→ **Passage**:

======

To design, from scratch, a modular architecture which is targeted at a pervasive broadband future in which resources - be it information, storage, or computation - can be nonlocal and shared, within tolerances, by a macroscopic and distributed "system" is nothing less than a paradigm shift in thinking, design and, quite frankly, everything. Add in the presumed preformance levels of a single node, computational level of a TFlop(+)/s per IC with bandwith in the hundreds or perhaps even the low thousands of MB/s, and how is that not ambitious for a 2005/2006 timeframe in a consumer device? Never have we seen such a move towards all these aspects in a single IC, a single device... and a consumer one at that.

It's an open question if nVidia and ATI will be close in computational output and bandwith. And, although the 3D vendors will be the most comparable with a STI part due to their bias towards computational/floating point preformance, don't forget Intel and AMD's [negative] influence on the system - which have such a low probability of reaching parity due to their architecture's legacy. See Intel's x86 architect's comments here. And with x86-64's sucess in the marketplace, the ability to reach parity is hovering around zero IMHO.


What I find telling is SA's recent responce to MfA in the 3D Forum. SA, historically, has proven to be a very intelligent and well informed individual, and I think his comment sums up what Cell and, by extention, PS3 is striving for -- as opposed to the current PC platform:

[url=http://www.beyond3d.com/forum/viewtopic.php?p=284737#284737 said:
SA[/url]]When you look at the computation market, GPU manufacturers have targeted the floating point performance segment far more than the CPU manufacturers.

I agree that pretty much all of the computation intensive tasks will eventually move to what is now considered the GPU. This includes all the physcial simulation, collision detection, 3d graphics (including all the culling), etc.

This means the GPU of the future will need to gradually transform into a massively parallel general purpose floating point vector processor that can be programmed using standard programming languages like C++. This in turn means general purpose addressing, branching, and stack management. Something that looks more like a FASTMATH processor than a current GPU. However, one major difference compared to a CPU is that the vast majority of the transistors will be used for actual logic with large numbers of floating point ALUs rather than for on-die cache. Instead future GPUs/vector processors will likely continue to rely on very high external memory bandwidths with a small amount of on-die cache.

It also means scaling up frequencies significantly using dynamic logic.

Which shares many qualities with STI's Cell.

As I, and a few others, stated a few years back when there was all the debate over Cell and how different it is than any architecture at that time (~2001), Cell is an embodiment of tomorrow's architecture: It's heavily biased towards computation/floating point preformance and bandwith. It's network aware aspects are also over-the-horizon but reflect upon how the future's computing enviroment (be them intersystem, or intrasystem and local, or intrasystem and nonlocal) will be. Today's current PC paradigm needs to die and it needs to die hard - if it isn't obvious to you already. And untill the unlikely events happen, as stated in that thread, about the merger of a CPU-esque and GPU-esque company, like it or not, STI and Sony is the only game in town... and they have a 4 year, several billion dollar headstart.

======

→ **Set tasks**:
(1) Can you print the part of the forum post starting with "I agree that" and going on through "the culling), etc."?
(2) Does each statement below agree with the forum post? Answer yes or no, and quote the words that decide it.
(a) GPU manufacturers have aimed at floating point performance more than CPU manufacturers have.
(b) Most transistors in future GPUs will go to on-die cache.
(c) STI and Sony have a ten-year headstart.

======

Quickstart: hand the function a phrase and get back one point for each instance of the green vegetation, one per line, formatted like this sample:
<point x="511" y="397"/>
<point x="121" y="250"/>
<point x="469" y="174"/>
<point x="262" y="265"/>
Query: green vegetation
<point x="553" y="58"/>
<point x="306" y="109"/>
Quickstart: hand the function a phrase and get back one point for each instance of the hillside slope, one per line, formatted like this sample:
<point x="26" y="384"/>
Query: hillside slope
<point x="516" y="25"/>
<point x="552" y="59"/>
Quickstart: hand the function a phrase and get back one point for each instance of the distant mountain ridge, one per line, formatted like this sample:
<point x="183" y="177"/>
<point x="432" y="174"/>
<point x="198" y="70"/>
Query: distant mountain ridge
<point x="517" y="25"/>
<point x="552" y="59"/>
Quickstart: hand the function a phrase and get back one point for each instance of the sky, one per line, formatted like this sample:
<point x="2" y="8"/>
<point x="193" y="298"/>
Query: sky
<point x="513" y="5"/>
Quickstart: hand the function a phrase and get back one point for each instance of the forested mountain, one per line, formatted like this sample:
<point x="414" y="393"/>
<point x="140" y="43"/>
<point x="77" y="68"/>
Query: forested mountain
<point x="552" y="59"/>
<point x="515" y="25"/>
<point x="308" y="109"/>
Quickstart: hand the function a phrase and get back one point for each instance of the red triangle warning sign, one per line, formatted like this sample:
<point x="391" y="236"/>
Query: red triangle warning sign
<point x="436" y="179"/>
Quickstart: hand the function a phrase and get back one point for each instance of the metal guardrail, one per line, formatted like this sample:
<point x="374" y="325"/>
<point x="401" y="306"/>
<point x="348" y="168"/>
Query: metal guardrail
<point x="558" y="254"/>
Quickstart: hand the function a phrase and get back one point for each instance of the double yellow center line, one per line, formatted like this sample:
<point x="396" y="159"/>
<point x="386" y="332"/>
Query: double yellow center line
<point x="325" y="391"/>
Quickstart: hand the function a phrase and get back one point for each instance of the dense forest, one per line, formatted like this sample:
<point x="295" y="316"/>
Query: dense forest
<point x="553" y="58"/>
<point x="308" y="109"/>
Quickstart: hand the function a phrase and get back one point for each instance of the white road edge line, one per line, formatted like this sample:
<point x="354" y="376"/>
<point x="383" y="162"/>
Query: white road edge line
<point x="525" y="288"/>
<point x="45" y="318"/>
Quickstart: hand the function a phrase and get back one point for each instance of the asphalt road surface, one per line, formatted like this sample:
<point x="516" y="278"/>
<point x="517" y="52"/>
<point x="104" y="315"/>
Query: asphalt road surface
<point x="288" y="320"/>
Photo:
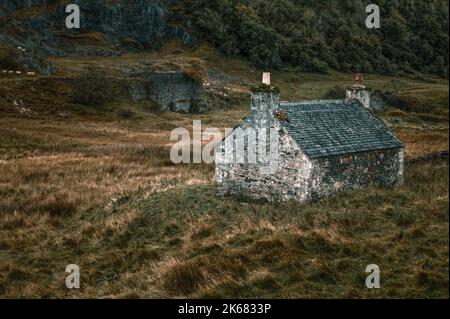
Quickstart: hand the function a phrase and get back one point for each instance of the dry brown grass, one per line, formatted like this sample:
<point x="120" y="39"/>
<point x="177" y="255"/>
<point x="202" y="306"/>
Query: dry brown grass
<point x="99" y="190"/>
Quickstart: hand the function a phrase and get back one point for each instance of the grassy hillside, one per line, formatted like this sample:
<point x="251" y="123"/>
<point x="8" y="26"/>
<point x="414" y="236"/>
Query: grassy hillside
<point x="95" y="186"/>
<point x="317" y="35"/>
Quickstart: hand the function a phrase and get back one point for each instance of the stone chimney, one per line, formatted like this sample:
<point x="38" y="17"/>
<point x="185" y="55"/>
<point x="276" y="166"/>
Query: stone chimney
<point x="359" y="91"/>
<point x="265" y="97"/>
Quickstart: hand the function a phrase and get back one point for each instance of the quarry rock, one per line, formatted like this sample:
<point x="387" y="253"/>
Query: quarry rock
<point x="171" y="91"/>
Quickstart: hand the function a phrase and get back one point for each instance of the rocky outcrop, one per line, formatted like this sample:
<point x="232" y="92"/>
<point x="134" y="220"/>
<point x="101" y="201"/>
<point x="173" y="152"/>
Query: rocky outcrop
<point x="171" y="91"/>
<point x="126" y="24"/>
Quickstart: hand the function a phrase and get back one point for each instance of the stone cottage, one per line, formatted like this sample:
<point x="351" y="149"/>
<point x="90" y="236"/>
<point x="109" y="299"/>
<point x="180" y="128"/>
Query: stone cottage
<point x="323" y="147"/>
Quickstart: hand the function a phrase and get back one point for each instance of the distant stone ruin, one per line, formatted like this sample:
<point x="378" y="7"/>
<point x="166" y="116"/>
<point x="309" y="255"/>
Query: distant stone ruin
<point x="170" y="90"/>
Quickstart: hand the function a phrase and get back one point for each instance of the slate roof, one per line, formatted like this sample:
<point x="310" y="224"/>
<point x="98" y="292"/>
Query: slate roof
<point x="334" y="127"/>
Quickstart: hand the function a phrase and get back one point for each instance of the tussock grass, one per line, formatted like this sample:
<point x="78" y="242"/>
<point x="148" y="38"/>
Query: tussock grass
<point x="98" y="189"/>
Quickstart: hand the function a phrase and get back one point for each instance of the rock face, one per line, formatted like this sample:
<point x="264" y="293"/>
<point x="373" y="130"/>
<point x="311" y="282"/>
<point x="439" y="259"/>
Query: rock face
<point x="171" y="91"/>
<point x="126" y="24"/>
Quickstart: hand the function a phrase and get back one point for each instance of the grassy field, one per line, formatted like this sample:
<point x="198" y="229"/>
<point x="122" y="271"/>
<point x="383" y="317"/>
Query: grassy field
<point x="96" y="187"/>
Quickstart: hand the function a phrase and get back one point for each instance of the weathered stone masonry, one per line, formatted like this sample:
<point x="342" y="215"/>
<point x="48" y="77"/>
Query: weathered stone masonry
<point x="324" y="147"/>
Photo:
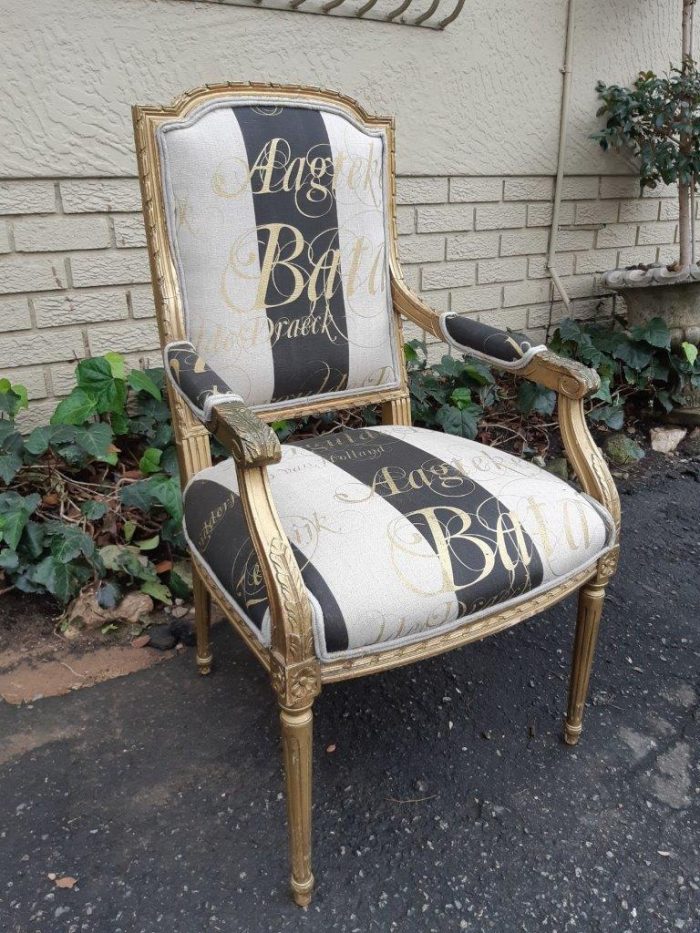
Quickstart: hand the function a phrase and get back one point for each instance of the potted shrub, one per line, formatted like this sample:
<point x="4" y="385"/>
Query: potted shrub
<point x="658" y="121"/>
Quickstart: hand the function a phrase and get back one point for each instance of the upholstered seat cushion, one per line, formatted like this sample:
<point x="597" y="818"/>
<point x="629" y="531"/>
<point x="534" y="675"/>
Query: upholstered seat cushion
<point x="400" y="533"/>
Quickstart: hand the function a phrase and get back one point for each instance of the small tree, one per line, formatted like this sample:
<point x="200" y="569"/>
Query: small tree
<point x="658" y="120"/>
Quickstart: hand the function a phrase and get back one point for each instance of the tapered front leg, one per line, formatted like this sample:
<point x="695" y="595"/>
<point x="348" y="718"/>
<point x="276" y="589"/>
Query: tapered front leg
<point x="202" y="617"/>
<point x="590" y="609"/>
<point x="297" y="731"/>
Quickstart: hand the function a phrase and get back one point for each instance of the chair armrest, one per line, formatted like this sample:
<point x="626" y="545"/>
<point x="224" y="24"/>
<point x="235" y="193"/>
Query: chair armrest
<point x="510" y="351"/>
<point x="249" y="440"/>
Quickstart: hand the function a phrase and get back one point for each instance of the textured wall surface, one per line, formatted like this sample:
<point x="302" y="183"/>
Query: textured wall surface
<point x="477" y="110"/>
<point x="74" y="271"/>
<point x="481" y="96"/>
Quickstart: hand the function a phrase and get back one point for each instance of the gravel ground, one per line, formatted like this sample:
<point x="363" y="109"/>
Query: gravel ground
<point x="449" y="802"/>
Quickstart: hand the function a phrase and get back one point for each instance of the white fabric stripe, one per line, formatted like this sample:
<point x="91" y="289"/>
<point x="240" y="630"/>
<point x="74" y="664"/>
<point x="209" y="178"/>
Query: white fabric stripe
<point x="333" y="525"/>
<point x="359" y="179"/>
<point x="214" y="239"/>
<point x="535" y="496"/>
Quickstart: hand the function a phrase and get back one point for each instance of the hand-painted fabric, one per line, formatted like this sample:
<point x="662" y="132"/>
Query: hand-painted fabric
<point x="502" y="348"/>
<point x="277" y="216"/>
<point x="433" y="529"/>
<point x="194" y="380"/>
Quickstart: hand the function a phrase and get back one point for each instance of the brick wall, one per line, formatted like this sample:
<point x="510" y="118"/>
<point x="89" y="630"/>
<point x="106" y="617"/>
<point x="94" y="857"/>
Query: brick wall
<point x="74" y="275"/>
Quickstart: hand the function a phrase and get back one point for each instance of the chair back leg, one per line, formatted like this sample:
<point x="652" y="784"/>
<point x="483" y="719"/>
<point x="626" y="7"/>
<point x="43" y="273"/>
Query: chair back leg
<point x="297" y="731"/>
<point x="202" y="618"/>
<point x="590" y="609"/>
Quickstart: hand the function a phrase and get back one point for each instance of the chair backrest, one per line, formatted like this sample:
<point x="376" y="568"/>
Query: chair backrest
<point x="271" y="233"/>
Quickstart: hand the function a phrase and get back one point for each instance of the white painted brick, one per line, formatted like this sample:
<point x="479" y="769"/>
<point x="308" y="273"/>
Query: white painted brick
<point x="638" y="210"/>
<point x="596" y="260"/>
<point x="129" y="230"/>
<point x="438" y="300"/>
<point x="63" y="378"/>
<point x="142" y="304"/>
<point x="122" y="337"/>
<point x="656" y="233"/>
<point x="524" y="242"/>
<point x="31" y="377"/>
<point x="14" y="314"/>
<point x="419" y="248"/>
<point x="540" y="215"/>
<point x="123" y="267"/>
<point x="27" y="197"/>
<point x="476" y="298"/>
<point x="575" y="239"/>
<point x="59" y="233"/>
<point x="406" y="219"/>
<point x="476" y="189"/>
<point x="596" y="212"/>
<point x="448" y="275"/>
<point x="501" y="270"/>
<point x="108" y="194"/>
<point x="411" y="275"/>
<point x="619" y="186"/>
<point x="579" y="188"/>
<point x="579" y="286"/>
<point x="447" y="217"/>
<point x="80" y="307"/>
<point x="48" y="347"/>
<point x="661" y="191"/>
<point x="31" y="273"/>
<point x="532" y="292"/>
<point x="38" y="413"/>
<point x="633" y="255"/>
<point x="668" y="210"/>
<point x="528" y="189"/>
<point x="616" y="235"/>
<point x="472" y="246"/>
<point x="421" y="190"/>
<point x="500" y="216"/>
<point x="537" y="265"/>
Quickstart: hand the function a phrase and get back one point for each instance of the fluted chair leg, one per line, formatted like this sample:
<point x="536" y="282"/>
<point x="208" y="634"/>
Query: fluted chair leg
<point x="202" y="617"/>
<point x="590" y="609"/>
<point x="297" y="730"/>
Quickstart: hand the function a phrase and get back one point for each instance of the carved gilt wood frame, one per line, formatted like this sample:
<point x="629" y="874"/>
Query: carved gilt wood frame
<point x="295" y="671"/>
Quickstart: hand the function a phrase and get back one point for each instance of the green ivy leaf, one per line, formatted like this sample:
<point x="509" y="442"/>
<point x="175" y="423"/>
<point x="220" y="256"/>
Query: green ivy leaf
<point x="62" y="580"/>
<point x="93" y="510"/>
<point x="463" y="421"/>
<point x="75" y="409"/>
<point x="9" y="465"/>
<point x="140" y="382"/>
<point x="533" y="397"/>
<point x="108" y="594"/>
<point x="690" y="351"/>
<point x="96" y="441"/>
<point x="655" y="332"/>
<point x="166" y="490"/>
<point x="150" y="461"/>
<point x="157" y="590"/>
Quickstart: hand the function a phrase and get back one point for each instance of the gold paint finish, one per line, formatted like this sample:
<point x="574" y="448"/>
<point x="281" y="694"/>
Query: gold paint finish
<point x="295" y="672"/>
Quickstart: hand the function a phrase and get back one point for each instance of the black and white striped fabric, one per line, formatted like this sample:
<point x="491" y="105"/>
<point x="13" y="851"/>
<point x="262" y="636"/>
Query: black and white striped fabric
<point x="277" y="216"/>
<point x="400" y="533"/>
<point x="502" y="348"/>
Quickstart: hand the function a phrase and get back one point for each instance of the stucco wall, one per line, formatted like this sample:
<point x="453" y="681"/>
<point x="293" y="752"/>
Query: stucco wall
<point x="477" y="110"/>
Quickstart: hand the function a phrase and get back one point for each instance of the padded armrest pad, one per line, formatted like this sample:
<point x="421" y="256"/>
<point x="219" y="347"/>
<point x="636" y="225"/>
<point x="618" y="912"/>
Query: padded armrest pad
<point x="499" y="347"/>
<point x="195" y="381"/>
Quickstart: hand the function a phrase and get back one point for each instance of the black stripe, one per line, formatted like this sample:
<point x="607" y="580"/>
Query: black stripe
<point x="217" y="528"/>
<point x="291" y="165"/>
<point x="490" y="559"/>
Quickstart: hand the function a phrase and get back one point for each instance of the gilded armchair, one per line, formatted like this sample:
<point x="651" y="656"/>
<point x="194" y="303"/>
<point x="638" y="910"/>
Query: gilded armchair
<point x="270" y="219"/>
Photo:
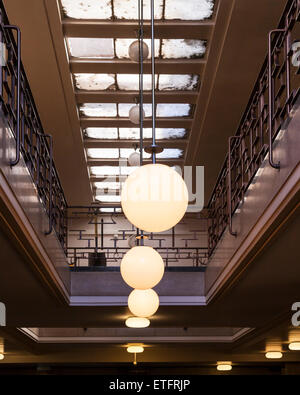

======

→ **Expected responses**:
(1)
I agree that pretty much all of the computation intensive tasks will eventually move to what is now considered the GPU. This includes all the physcial simulation, collision detection, 3d graphics (including all the culling), etc.

(2)
(a) Yes: "GPU manufacturers have targeted the floating point performance segment far more than the CPU manufacturers."
(b) No: "the vast majority of the transistors will be used for actual logic with large numbers of floating point ALUs rather than for on-die cache."
(c) No: "they have a 4 year, several billion dollar headstart."